### JOB
Print the listing as it stands, omitting all images.

- - -

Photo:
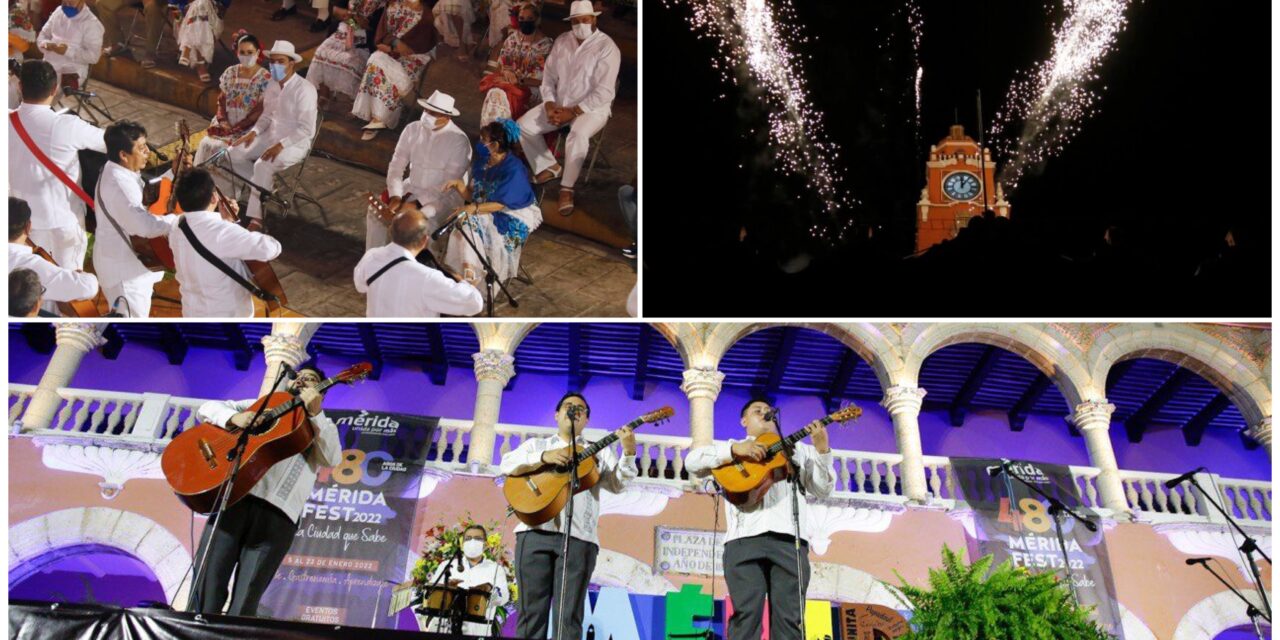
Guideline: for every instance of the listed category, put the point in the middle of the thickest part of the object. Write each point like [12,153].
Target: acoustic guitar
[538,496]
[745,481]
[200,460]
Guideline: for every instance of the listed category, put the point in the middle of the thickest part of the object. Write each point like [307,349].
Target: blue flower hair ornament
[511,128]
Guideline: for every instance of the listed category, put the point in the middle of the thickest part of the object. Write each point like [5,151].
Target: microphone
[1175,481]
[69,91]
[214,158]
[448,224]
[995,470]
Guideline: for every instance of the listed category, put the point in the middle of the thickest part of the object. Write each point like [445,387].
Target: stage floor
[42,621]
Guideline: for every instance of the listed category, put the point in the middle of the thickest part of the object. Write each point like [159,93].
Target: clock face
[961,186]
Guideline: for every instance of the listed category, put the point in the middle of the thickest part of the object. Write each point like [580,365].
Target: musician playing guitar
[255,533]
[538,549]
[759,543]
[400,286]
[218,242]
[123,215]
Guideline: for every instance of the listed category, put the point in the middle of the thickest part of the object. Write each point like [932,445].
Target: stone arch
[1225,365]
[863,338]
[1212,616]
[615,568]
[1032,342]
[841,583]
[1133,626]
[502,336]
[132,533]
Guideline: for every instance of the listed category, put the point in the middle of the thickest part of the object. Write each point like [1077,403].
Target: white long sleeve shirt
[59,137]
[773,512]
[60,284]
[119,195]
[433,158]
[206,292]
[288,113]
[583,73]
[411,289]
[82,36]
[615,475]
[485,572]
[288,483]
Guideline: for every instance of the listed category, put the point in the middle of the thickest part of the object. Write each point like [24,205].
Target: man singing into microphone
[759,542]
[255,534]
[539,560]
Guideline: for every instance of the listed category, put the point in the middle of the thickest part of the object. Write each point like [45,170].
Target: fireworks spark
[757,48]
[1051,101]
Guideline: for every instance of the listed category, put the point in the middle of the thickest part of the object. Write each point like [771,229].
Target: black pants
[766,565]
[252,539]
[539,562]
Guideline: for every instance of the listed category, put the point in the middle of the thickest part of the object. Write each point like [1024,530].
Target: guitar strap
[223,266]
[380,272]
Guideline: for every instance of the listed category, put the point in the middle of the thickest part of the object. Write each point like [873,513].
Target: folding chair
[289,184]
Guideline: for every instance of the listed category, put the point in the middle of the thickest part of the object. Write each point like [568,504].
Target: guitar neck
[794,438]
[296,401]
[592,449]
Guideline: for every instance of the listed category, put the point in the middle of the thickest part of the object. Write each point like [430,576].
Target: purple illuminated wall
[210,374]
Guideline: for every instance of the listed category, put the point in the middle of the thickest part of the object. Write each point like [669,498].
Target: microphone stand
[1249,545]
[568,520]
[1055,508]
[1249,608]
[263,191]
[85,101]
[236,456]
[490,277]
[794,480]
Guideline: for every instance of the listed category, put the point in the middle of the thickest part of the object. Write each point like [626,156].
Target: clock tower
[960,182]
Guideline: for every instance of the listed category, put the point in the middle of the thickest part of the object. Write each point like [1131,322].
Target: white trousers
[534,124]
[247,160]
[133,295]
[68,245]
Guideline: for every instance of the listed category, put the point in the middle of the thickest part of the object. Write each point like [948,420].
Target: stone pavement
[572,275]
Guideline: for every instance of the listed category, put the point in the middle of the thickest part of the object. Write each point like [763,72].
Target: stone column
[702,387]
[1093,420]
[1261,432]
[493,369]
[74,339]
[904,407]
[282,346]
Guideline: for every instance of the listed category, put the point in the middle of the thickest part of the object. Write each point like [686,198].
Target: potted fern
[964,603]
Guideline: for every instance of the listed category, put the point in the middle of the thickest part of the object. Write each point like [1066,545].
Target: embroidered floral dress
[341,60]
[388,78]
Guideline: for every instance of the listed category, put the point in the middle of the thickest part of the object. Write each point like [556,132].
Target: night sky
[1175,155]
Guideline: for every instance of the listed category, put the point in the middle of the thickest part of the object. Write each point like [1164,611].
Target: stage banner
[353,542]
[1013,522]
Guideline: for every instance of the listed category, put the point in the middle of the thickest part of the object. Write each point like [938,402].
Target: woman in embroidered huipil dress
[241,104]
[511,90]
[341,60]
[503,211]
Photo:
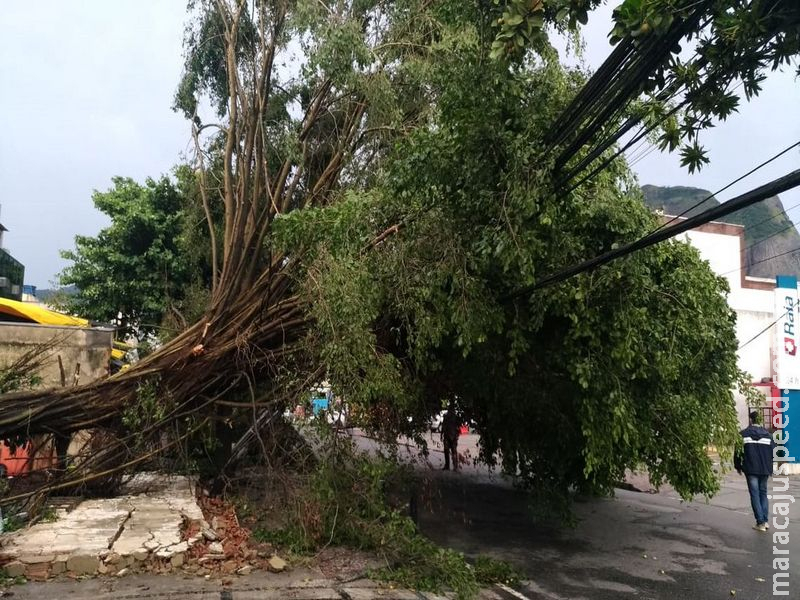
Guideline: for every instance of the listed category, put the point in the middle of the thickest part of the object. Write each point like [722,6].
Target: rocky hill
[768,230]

- - -

### SOLUTION FOR THIS PROBLEM
Photo:
Guideline: for every instance of the listed category, put the point in the middle of the thickest part of the object. Write each point like [12,153].
Target: acoustic guitar
[538,496]
[745,481]
[200,460]
Guideline: for every instance of the listed category, put the point in the middle of the thickest part of the object. Write each point like [307,349].
Target: blue flower hair ornament
[511,128]
Guideline: for every instance of the listed category, put the point in the middle of the thickest part of the object. Write each point like [5,151].
Target: microphone
[1175,481]
[69,91]
[214,158]
[448,224]
[995,470]
Guideline: for every instance of the listed category, put the point in the middle of the thickest part of the object. Write each point like [445,387].
Target: stage floor
[42,621]
Guideline: for every instance of the listed category, put the point in the middle of the thickest part of the object. Write each point like [159,93].
Target: clock face
[961,186]
Guideline: for every instance of the listed category, put the point in the middle of the thickest part of the object. Write each point like [580,365].
Target: musician playing guitar
[255,533]
[538,549]
[759,543]
[400,286]
[218,242]
[123,215]
Guideline: for every instance of the listed category, put the point in the middle of the thickest part of the object. Write each point like [932,445].
Target: stone arch
[1225,365]
[863,338]
[1212,616]
[615,568]
[1032,342]
[841,583]
[1133,626]
[502,336]
[132,533]
Guideline: for every instance of the listed category, put the point in the middle of the thickest part of the object. Write each point like [1077,403].
Target: white long sleeve shirt
[59,137]
[773,512]
[60,284]
[119,195]
[433,158]
[206,292]
[288,113]
[583,73]
[411,289]
[82,36]
[615,475]
[485,572]
[288,483]
Guideline: for every instance of the listed category, put the point in the middle of the thickest part of the object. Write each point like [24,205].
Target: man singing into microphone
[759,542]
[255,534]
[539,560]
Guideline: for every instance of the listed category, put the point in the middle of the thickest part of the object. Write each point like [45,170].
Target: fireworks spark
[757,48]
[1051,101]
Guideline: for every instance of the listed category, put the point in the middle of the thickest part of the object. Write each point like [771,229].
Target: black pants
[766,565]
[252,539]
[539,562]
Guideline: for every instance of the listed category, put the point in the middle of the thickest part of the object. Write each point like [1024,530].
Target: guitar strap
[223,266]
[380,272]
Guideline: for every instance of the listed category, put the point in the middle of the thickest part of the object. Write each point like [873,513].
Target: folding chair
[289,184]
Guideline: for every instance of the listed category, put the point in the middle of the thickest part of the object. Write each point like [568,504].
Target: guitar neck
[794,438]
[296,401]
[592,449]
Guideline: for every instance of the listed category, put the point in the middle of the thickest part of the object. Write each point like [430,576].
Target: purple illuminated wall
[210,374]
Guideline: for every instance of the listed category, put the point in the middle of the thickest part of the object. Write each point like [669,498].
Target: microphone stand
[1249,545]
[568,520]
[1055,508]
[1249,608]
[263,191]
[85,101]
[236,456]
[490,277]
[794,480]
Guideline: for every instance of the listed category, put the point in the middle of the thickest part of the object. Write each point like [626,156].
Target: clock tower
[960,182]
Guideline: for every instance of the listed category, put the point in the middle of the thickest part of the object. Write each point like [1131,322].
Target: white trousers
[534,124]
[247,160]
[133,295]
[68,245]
Guideline: for every instance of the listed category, put the point in the middle of the thickest part of the object. Write each point like [948,420].
Target: stone pavement
[572,275]
Guideline: for every instance of the listed category, put the point in the middle of the thickest part of the object. Write each point like [763,72].
Target: stone column
[702,387]
[1093,420]
[1261,432]
[493,369]
[74,339]
[904,407]
[282,346]
Guideline: for every instance of the listed category, put the point in the middle of the thickest part of the object. Write each point like [686,198].
Target: potted fern
[964,603]
Guideline: for every instance of the listed category, put the point in the middle of the thickest part of the object. Write each point like [1066,545].
Target: embroidered floral dress
[341,60]
[388,78]
Guideline: for every instance of the listed category, put the point in the middle of the thickest part of the object. Write each point like [556,132].
Target: night sky
[1175,155]
Guideline: for every instance of the listed category, put the point in the middle of the thickest part of the object. Write each point like [1164,611].
Target: stage banner
[353,542]
[1013,522]
Guideline: for every instance of the listed category, put the point in the middle of the thickest part of the object. Write each point like [938,402].
Target: woman in embroidered huipil dress
[241,104]
[511,90]
[341,60]
[503,211]
Photo:
Guideline: for every instance of the listed category, put the point in the middle of the thickest part of the object. Write each point like [722,6].
Target: rocky hill
[768,230]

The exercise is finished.